[Image-grounded pointing data]
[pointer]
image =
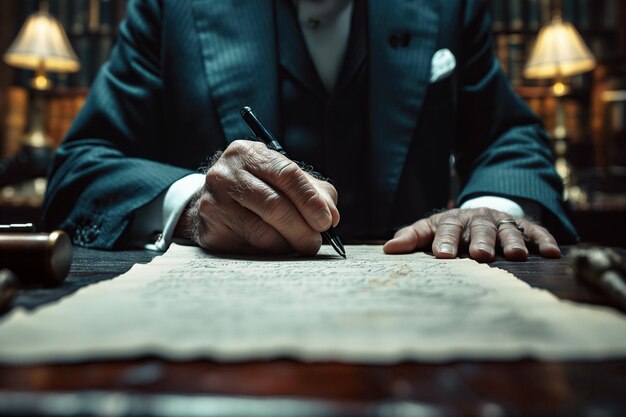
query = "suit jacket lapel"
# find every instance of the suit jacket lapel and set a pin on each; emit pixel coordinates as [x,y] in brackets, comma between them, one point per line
[399,78]
[238,42]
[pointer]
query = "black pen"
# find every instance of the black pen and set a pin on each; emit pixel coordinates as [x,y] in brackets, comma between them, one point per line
[272,143]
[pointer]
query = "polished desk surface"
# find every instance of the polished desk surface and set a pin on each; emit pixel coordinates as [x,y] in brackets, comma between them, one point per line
[523,388]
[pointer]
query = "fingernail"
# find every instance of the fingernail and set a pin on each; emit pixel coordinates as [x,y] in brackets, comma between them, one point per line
[485,248]
[446,248]
[324,220]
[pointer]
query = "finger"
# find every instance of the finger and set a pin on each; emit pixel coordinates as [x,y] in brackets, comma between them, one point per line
[548,248]
[330,196]
[232,228]
[419,235]
[287,178]
[512,242]
[447,236]
[278,212]
[482,238]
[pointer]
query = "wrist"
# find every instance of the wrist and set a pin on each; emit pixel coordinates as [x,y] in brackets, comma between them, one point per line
[189,221]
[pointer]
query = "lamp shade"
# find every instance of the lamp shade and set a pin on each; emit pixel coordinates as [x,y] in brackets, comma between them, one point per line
[42,44]
[559,51]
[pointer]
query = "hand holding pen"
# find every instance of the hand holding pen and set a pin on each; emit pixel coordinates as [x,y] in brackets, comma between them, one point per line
[271,142]
[255,200]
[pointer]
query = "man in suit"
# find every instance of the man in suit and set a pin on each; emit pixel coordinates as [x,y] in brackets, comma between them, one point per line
[377,95]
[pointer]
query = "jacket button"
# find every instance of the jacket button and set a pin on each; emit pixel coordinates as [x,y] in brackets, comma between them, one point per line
[399,40]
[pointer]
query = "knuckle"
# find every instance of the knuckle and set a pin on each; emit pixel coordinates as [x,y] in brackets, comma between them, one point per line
[218,174]
[483,223]
[451,222]
[273,209]
[483,212]
[237,147]
[331,190]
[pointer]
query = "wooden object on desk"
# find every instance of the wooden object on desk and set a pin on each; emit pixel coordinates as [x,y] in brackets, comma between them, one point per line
[460,388]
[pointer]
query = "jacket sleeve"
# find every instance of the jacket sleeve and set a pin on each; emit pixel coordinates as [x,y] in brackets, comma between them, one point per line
[501,148]
[107,166]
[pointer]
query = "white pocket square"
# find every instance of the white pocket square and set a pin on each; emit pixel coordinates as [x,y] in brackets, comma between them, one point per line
[443,64]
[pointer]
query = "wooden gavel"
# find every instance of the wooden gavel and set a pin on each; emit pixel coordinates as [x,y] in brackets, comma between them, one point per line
[42,259]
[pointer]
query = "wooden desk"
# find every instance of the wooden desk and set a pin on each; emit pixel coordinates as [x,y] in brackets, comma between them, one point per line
[133,387]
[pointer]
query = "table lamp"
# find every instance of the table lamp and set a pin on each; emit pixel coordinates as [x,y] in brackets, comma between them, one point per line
[559,52]
[42,46]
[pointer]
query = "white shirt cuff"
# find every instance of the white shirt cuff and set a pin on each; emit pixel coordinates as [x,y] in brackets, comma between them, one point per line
[154,224]
[496,203]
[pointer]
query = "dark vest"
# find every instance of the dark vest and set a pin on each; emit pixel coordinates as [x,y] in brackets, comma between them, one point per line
[328,130]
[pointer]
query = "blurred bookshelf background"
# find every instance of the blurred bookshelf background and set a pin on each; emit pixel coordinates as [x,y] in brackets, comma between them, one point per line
[587,117]
[90,27]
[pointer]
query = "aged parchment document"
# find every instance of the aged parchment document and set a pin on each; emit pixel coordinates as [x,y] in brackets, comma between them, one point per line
[369,308]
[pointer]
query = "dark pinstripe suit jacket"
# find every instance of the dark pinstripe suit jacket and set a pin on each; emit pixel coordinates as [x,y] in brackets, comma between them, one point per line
[181,70]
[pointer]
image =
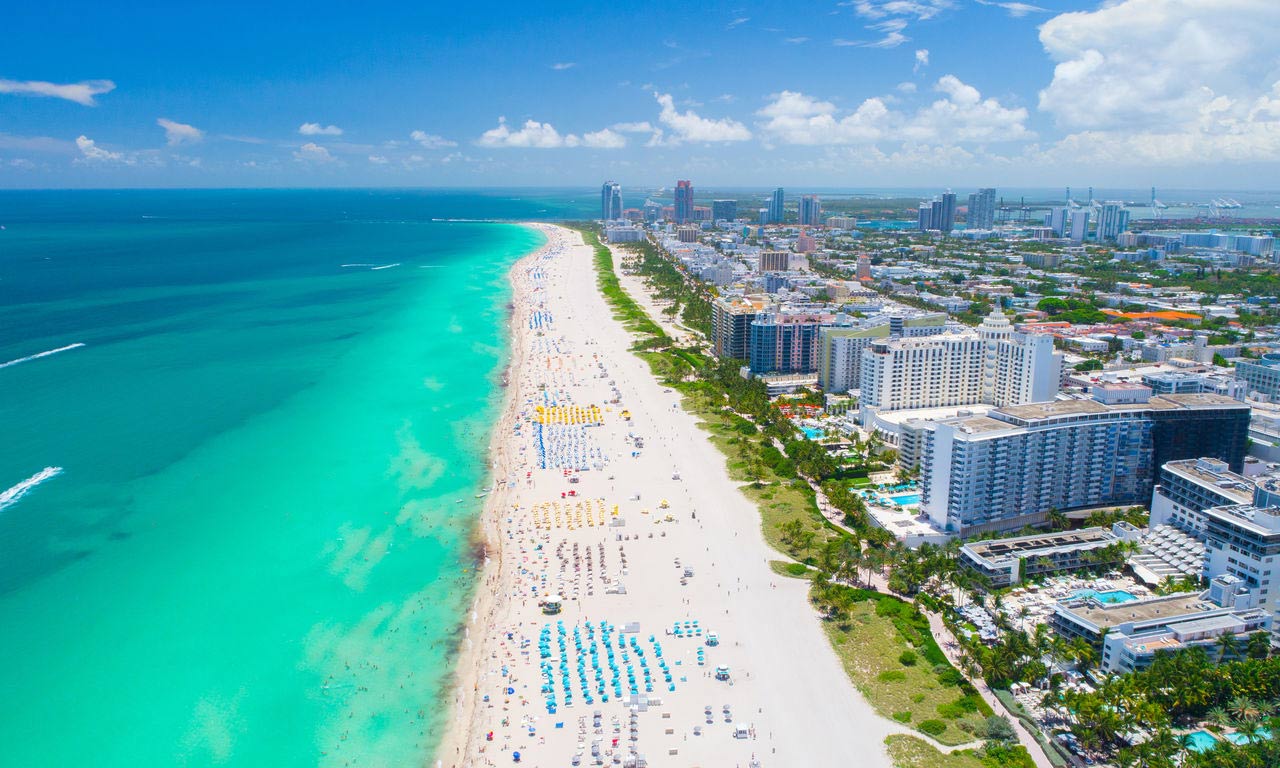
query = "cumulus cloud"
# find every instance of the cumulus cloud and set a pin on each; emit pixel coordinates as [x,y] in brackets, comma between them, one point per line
[690,127]
[961,115]
[544,136]
[1166,81]
[312,152]
[1015,9]
[81,92]
[91,152]
[177,133]
[890,18]
[429,141]
[318,129]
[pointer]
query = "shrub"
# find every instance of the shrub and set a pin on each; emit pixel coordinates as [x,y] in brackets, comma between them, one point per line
[932,727]
[1000,728]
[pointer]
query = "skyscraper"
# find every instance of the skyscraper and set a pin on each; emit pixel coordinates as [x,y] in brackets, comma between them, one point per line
[684,201]
[810,211]
[949,214]
[723,210]
[1112,219]
[982,209]
[611,201]
[776,202]
[1079,224]
[924,216]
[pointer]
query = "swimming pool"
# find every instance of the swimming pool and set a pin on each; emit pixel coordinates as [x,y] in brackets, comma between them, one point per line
[1200,741]
[1239,739]
[1109,597]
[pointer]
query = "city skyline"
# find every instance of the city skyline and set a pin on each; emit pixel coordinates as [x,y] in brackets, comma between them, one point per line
[928,92]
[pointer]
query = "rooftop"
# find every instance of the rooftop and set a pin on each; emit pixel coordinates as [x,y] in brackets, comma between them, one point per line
[1102,615]
[1034,543]
[1221,479]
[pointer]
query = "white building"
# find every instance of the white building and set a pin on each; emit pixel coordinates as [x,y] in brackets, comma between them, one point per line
[992,366]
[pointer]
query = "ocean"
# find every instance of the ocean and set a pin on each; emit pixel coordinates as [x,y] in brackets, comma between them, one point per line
[238,492]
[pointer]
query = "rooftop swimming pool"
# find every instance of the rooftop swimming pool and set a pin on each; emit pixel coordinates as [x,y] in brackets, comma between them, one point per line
[1109,597]
[1242,739]
[1200,741]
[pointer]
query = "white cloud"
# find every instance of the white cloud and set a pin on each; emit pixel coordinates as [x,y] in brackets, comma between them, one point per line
[794,118]
[81,92]
[1166,81]
[644,127]
[917,9]
[690,127]
[533,133]
[318,129]
[429,141]
[604,140]
[177,133]
[91,152]
[1015,9]
[922,59]
[312,152]
[544,136]
[891,18]
[960,117]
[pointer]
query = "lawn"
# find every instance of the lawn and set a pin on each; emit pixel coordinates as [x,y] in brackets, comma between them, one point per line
[909,752]
[923,694]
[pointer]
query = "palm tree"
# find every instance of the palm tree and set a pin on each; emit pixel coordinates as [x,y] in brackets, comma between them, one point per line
[1219,716]
[1258,645]
[1226,645]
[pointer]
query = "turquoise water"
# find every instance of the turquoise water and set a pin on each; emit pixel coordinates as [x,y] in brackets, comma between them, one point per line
[1240,739]
[1200,741]
[254,554]
[1110,597]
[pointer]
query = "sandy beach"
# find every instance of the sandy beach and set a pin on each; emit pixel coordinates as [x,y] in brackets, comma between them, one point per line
[675,641]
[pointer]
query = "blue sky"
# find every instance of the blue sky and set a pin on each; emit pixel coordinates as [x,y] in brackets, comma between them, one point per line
[856,94]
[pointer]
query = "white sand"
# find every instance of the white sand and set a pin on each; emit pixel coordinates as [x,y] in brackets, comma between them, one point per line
[786,685]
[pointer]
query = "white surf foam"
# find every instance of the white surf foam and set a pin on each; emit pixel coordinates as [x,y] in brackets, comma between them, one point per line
[14,494]
[45,353]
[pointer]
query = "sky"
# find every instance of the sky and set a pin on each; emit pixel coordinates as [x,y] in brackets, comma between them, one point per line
[854,94]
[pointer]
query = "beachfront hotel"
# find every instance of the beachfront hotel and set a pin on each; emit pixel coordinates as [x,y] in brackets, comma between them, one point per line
[840,368]
[1130,632]
[1006,562]
[1014,465]
[992,365]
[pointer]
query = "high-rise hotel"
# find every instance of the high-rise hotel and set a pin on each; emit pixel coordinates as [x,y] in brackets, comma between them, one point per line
[992,365]
[1015,465]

Required work:
Only the lines from the one containing "# find every instance of the white surf" through the last line of the records are to be set down, exactly as they appear.

Worked solution:
# find every instance of the white surf foam and set a pin on each; emit pixel coordinates as [x,y] in brackets, comma between them, one point per line
[14,494]
[45,353]
[pointer]
query = "sky"
# find every instance of the sky and set a pin on each; emit pixel coordinates as [x,y] in brackets, comma between them, one point per line
[854,94]
[pointer]
query = "beachfront hotel"
# find every instance of the beachfront hotel and set a pin on each; emit pixel coordinates as [x,y] in brackets, comma between them, one point per line
[840,368]
[1130,632]
[1006,562]
[1014,465]
[992,365]
[pointer]
query = "high-rise hotel"
# find every instance of the high-rise hotel and set a pin on each; emit pixel coordinates as [x,y] in brackets, comma between them, one point per line
[992,365]
[1015,465]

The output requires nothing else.